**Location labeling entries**

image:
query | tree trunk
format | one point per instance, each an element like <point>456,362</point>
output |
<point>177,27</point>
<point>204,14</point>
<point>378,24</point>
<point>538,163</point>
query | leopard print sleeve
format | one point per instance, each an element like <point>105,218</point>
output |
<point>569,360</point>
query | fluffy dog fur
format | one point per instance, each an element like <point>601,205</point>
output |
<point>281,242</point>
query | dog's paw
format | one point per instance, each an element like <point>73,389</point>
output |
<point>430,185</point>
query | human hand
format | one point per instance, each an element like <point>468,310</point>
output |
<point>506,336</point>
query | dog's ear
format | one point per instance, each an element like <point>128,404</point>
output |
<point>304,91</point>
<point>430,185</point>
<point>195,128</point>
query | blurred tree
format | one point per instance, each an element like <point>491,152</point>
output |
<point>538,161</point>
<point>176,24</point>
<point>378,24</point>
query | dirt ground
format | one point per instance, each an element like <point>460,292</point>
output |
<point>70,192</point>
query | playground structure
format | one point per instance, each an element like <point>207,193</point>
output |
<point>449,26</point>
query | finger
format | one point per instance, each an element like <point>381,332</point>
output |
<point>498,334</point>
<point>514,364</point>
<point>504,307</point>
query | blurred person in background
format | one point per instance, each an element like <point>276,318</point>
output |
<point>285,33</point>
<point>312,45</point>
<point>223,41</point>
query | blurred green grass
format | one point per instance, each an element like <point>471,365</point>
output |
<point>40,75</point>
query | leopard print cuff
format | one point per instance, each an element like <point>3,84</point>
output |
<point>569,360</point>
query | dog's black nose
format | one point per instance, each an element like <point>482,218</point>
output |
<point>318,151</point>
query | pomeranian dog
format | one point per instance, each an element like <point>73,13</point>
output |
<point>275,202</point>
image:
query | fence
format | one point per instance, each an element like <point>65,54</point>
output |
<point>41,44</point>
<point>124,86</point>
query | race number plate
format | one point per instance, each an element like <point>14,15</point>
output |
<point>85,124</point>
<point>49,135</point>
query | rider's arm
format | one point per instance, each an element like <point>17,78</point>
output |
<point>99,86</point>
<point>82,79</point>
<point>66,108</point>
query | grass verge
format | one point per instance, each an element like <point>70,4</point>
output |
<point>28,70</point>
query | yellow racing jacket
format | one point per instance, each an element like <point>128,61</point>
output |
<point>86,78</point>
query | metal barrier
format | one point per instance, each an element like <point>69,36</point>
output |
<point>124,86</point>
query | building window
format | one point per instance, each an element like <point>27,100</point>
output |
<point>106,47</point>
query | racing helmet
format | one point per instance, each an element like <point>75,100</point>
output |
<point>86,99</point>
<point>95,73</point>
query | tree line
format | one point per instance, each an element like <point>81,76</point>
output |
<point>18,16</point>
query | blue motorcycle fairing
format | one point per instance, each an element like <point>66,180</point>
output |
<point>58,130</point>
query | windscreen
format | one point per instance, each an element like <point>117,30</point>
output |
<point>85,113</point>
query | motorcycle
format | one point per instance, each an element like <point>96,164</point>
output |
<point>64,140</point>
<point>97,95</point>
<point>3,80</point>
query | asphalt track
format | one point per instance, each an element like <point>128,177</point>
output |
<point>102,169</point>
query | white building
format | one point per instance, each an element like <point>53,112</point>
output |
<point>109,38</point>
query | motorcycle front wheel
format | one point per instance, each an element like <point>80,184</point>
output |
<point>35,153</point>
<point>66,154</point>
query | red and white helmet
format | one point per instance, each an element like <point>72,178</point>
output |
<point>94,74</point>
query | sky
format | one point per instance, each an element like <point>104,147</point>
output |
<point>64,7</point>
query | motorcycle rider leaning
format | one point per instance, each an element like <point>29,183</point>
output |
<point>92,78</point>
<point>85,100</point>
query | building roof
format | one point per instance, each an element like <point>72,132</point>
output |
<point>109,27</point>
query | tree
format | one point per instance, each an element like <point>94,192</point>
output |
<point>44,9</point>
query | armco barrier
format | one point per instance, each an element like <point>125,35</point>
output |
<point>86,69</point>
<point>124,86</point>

**Exercise task**
Transcribe every entry above line for line, changing nothing.

**Task response**
image:
query | tree trunk
format | one point per instance, each an element like <point>456,362</point>
output |
<point>177,27</point>
<point>204,14</point>
<point>378,24</point>
<point>538,163</point>
query | leopard print sleeve
format | one point per instance, each an element like <point>105,218</point>
output |
<point>569,360</point>
query | fluffy dog fur
format | one point per instance, each an element like <point>601,205</point>
output |
<point>281,242</point>
query | dog's paw
format | one point per instance, each an element like <point>73,389</point>
output |
<point>430,185</point>
query | human hand
format | one point per instance, each an element like <point>468,310</point>
output |
<point>506,336</point>
query | dog's ear
format | one point per instance, each an element like <point>128,404</point>
output |
<point>304,91</point>
<point>430,185</point>
<point>195,128</point>
query | blurred tree
format | one point per instance, each an element like <point>491,152</point>
output |
<point>538,161</point>
<point>176,24</point>
<point>378,24</point>
query | dirt ground
format | one point per instance, each an element like <point>460,292</point>
output |
<point>70,192</point>
query | playground structure
format | one point per instance, each an element like <point>207,193</point>
output |
<point>449,26</point>
query | finger
format | one point per instance, each an element like <point>381,332</point>
output |
<point>498,334</point>
<point>514,364</point>
<point>504,307</point>
query | blurred person in background
format | one point per instance, each an element like <point>276,318</point>
output |
<point>285,33</point>
<point>312,45</point>
<point>223,41</point>
query | blurred green grass
format | one point per instance, each an element like <point>471,365</point>
output |
<point>40,75</point>
query | leopard print cuff
format | one point per instance, each an element like <point>3,84</point>
output |
<point>569,360</point>
query | dog's black nose
format | one point per instance, each an element like <point>482,218</point>
output |
<point>318,151</point>
query | pomeranian dog
format | one point per instance, each an element like <point>73,13</point>
output |
<point>275,202</point>
image:
query | fence
format | one point per instance, each an element like <point>65,54</point>
output |
<point>41,44</point>
<point>124,86</point>
query | race number plate
format | one point per instance, each an element like <point>14,15</point>
output |
<point>85,124</point>
<point>49,135</point>
query | rider's arm
format | one point per instance, each an element like <point>17,78</point>
output |
<point>99,86</point>
<point>82,79</point>
<point>66,108</point>
query | grass verge
format | one point per instance, each an element like <point>70,4</point>
output |
<point>28,70</point>
query | yellow racing jacket
format | one point per instance, each an element like <point>128,61</point>
output |
<point>86,78</point>
query | metal barrier
format | one point per instance, each an element like <point>69,36</point>
output |
<point>124,86</point>
query | building window
format | one point per instance, each an element like <point>27,100</point>
output |
<point>106,47</point>
query | racing helmet
format | one point per instance, each an element like <point>75,100</point>
output |
<point>86,99</point>
<point>95,73</point>
query | tree line
format | one point per instance, each an element like <point>81,76</point>
output |
<point>18,16</point>
query | blue motorcycle fairing
format | one point per instance, each an element like <point>66,180</point>
output |
<point>58,130</point>
query | windscreen
format | one point per instance, each an element like <point>117,30</point>
output |
<point>85,113</point>
query | motorcycle
format | one point per instance, each an element like <point>96,164</point>
output |
<point>64,140</point>
<point>97,95</point>
<point>3,80</point>
query | asphalt track
format | one point per instance, each an element like <point>128,177</point>
output |
<point>102,169</point>
query | white building
format | one point per instance, each an element like <point>53,112</point>
output |
<point>109,38</point>
query | motorcycle front wheel
format | one point per instance, each an element like <point>80,184</point>
output |
<point>35,153</point>
<point>66,154</point>
query | red and white helmet
format | one point per instance, each an element like <point>72,178</point>
output |
<point>94,74</point>
query | sky
format | one point per instance, each an element like <point>104,147</point>
output |
<point>64,7</point>
query | motorcycle rider leaning
format | one point per instance, each an element like <point>29,183</point>
output |
<point>92,78</point>
<point>85,100</point>
query | building roof
format | one point per instance, each an element like <point>72,132</point>
output |
<point>109,27</point>
query | tree
format | one point per instance, each an element like <point>94,192</point>
output |
<point>44,9</point>
query | armco barrier
format | one point per instance, each an element like <point>125,35</point>
output |
<point>86,69</point>
<point>124,86</point>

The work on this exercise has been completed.